┌────────

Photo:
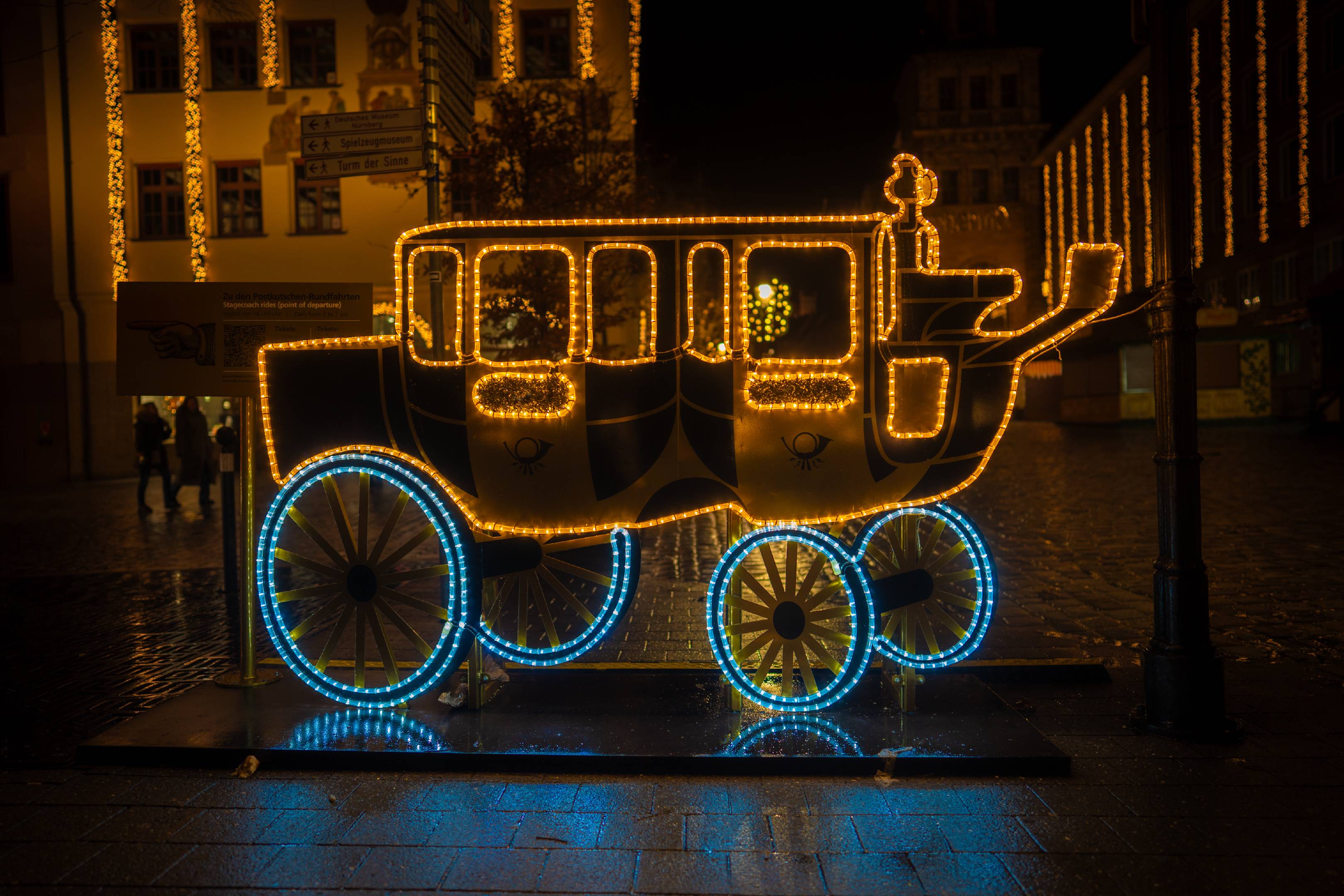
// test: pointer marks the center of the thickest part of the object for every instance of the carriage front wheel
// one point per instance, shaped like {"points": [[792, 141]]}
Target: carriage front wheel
{"points": [[368, 579], [789, 618]]}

└────────

» What is expected
Please repeat the line that contains "the carriage front wheel" and every line after it through the end of the material above, exactly and with nothing added.

» Task response
// test: pointer marks the center of the thickest part of the object for every instance of the carriage front wheel
// one point per instance, shaped like {"points": [[792, 141]]}
Target: carriage front wheel
{"points": [[368, 579], [789, 618]]}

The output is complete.